◆ **Activity**
Reproduce the passage of the election essay below, starting at "Since we all" and ending at "our economic problems.", with "chimera" swapped for "illusion".

◆ **Extract provided**
**********

I'm writing this on Sunday afternoon. By the time you read it in the Friday newspaper, the election — barring complicated recounts — will be all over. No matter who has won, the problems facing the nation and the world are still with us. The highly partisan divides that have fractured our common humanity as Americans are still with us. Whichever side loses they will continue to shout or whisper words of doom and gloom, and most likely speak in terms of “conspiracy.”

We still have the unconscionable divide between the haves and the have-nots, the 1 percent vs. the 99 percent. This while we have 14 million children living in poverty in the U.S., and one in 50 Americans is homeless. This in the nation that proclaims itself to be the most successful, the most entrepreneurial, and above all the richest nation in the history of humanity.

According to Bob Massie, president of the New Economics Institute: “If every person in the world were to consume the same number of resources required for an American lifestyle we would need five planet earths to draw from.”

Since we all live, all 7.5 billion of us, on the one planet we call Earth, it becomes obvious that the idea of unlimited growth in terms of material consumption is simply not sustainable. Both political parties held out the chimera of increasing consumer consumption as the solution to our economic problems.

**********

◆ **Point localization data**
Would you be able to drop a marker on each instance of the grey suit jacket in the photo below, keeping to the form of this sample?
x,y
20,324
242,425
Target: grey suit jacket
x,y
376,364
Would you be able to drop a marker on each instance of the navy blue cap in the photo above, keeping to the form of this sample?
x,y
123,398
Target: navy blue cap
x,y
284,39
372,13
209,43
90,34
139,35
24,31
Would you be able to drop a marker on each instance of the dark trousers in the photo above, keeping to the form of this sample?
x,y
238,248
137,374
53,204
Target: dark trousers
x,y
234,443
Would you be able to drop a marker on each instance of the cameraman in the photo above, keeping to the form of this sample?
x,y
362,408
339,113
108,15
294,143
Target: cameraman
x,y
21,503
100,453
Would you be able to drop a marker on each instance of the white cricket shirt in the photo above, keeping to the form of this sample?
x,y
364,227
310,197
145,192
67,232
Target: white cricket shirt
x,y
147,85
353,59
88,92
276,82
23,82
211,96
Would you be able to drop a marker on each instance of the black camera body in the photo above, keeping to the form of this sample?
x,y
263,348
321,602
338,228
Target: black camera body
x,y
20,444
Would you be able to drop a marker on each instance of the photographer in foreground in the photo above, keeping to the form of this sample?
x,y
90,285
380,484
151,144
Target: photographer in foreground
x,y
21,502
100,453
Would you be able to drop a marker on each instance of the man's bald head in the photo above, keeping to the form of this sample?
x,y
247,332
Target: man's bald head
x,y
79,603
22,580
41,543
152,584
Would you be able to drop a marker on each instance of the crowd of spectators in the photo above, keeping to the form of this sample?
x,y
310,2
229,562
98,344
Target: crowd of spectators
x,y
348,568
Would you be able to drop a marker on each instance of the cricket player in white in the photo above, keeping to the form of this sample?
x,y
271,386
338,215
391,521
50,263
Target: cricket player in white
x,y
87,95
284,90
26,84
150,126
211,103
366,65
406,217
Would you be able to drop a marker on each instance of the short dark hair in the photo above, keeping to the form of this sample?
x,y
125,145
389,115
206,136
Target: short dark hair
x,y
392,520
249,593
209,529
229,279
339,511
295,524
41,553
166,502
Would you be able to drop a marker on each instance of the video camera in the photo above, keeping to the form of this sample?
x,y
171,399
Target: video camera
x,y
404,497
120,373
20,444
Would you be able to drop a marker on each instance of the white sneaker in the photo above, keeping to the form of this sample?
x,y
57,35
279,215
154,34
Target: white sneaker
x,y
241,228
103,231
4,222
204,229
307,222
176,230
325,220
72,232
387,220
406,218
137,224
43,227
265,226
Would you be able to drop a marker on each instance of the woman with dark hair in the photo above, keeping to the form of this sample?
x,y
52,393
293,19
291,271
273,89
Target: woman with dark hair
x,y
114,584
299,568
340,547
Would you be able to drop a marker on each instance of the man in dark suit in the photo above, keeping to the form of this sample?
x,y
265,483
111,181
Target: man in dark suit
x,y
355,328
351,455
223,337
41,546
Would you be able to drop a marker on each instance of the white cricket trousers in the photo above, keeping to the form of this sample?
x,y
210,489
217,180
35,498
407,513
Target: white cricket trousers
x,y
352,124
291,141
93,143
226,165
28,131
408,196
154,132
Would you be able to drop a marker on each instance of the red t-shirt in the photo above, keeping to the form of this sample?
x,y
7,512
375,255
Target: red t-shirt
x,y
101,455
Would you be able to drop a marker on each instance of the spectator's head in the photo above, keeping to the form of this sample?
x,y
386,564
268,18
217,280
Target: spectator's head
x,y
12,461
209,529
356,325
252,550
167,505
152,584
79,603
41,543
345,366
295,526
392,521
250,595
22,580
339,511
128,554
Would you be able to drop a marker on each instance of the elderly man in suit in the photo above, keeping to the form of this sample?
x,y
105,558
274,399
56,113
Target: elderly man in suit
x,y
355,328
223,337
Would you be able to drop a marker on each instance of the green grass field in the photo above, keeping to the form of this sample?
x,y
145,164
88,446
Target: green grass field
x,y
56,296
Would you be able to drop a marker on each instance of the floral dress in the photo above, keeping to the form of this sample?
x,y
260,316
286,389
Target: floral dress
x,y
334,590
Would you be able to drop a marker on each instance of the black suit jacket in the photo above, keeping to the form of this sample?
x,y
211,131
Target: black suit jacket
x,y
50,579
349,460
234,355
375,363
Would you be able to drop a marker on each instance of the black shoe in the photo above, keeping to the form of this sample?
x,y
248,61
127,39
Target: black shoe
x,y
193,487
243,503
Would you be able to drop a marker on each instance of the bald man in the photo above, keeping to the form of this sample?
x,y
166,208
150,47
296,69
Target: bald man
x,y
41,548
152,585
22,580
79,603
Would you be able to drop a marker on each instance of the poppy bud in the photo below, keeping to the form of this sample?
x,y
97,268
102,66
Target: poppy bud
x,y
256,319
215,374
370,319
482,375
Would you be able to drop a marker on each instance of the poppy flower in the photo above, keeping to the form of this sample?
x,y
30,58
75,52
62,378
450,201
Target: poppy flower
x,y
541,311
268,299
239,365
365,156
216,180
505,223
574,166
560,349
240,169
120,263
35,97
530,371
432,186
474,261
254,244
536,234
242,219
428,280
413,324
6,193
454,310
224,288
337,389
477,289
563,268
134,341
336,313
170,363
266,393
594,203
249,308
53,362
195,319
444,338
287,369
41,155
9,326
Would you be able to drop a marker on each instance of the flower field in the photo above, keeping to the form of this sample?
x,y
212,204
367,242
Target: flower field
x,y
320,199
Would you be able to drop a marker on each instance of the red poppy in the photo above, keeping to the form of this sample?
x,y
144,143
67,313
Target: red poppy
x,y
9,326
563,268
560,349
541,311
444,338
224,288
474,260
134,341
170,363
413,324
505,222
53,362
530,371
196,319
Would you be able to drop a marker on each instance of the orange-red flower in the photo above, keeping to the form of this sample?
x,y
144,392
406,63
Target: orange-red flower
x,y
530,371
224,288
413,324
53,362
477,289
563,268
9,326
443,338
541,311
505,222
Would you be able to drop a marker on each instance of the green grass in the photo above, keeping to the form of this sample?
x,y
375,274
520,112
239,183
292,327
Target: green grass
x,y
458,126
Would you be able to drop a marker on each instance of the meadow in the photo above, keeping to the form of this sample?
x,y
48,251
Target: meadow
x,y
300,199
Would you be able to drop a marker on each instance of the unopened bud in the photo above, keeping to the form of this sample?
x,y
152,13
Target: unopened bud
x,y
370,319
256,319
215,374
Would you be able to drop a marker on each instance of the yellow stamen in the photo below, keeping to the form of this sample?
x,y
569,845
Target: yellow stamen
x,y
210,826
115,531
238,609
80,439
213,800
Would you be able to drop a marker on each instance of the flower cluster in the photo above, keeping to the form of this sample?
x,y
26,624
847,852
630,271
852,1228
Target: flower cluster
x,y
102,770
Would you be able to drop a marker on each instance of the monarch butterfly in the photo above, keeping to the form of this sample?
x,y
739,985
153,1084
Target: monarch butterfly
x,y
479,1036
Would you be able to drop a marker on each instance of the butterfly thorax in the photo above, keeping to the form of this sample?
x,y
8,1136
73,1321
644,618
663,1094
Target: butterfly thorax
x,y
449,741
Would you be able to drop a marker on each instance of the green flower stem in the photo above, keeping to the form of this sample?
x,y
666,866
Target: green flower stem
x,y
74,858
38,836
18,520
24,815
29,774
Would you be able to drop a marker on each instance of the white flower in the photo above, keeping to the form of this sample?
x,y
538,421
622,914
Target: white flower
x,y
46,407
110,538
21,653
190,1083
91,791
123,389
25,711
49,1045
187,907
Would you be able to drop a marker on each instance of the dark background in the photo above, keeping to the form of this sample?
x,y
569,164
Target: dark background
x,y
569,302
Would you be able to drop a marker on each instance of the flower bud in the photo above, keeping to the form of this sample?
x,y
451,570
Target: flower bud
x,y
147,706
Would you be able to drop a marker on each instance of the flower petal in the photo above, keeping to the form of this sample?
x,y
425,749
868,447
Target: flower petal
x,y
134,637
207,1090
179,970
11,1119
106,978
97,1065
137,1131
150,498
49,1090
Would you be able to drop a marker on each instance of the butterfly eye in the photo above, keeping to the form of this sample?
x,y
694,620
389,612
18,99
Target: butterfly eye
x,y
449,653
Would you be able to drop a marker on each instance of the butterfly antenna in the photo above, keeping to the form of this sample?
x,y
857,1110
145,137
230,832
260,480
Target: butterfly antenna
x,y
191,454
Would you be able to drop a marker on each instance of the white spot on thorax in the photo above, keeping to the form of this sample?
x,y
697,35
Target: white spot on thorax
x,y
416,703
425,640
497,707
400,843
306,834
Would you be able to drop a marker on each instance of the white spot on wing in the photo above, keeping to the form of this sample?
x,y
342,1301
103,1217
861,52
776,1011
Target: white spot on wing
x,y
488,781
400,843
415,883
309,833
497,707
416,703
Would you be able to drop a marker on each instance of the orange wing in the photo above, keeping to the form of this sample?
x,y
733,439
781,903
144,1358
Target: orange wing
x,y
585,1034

**********

◆ **Task solution**
Since we all live, all 7.5 billion of us, on the one planet we call Earth, it becomes obvious that the idea of unlimited growth in terms of material consumption is simply not sustainable. Both political parties held out the illusion of increasing consumer consumption as the solution to our economic problems.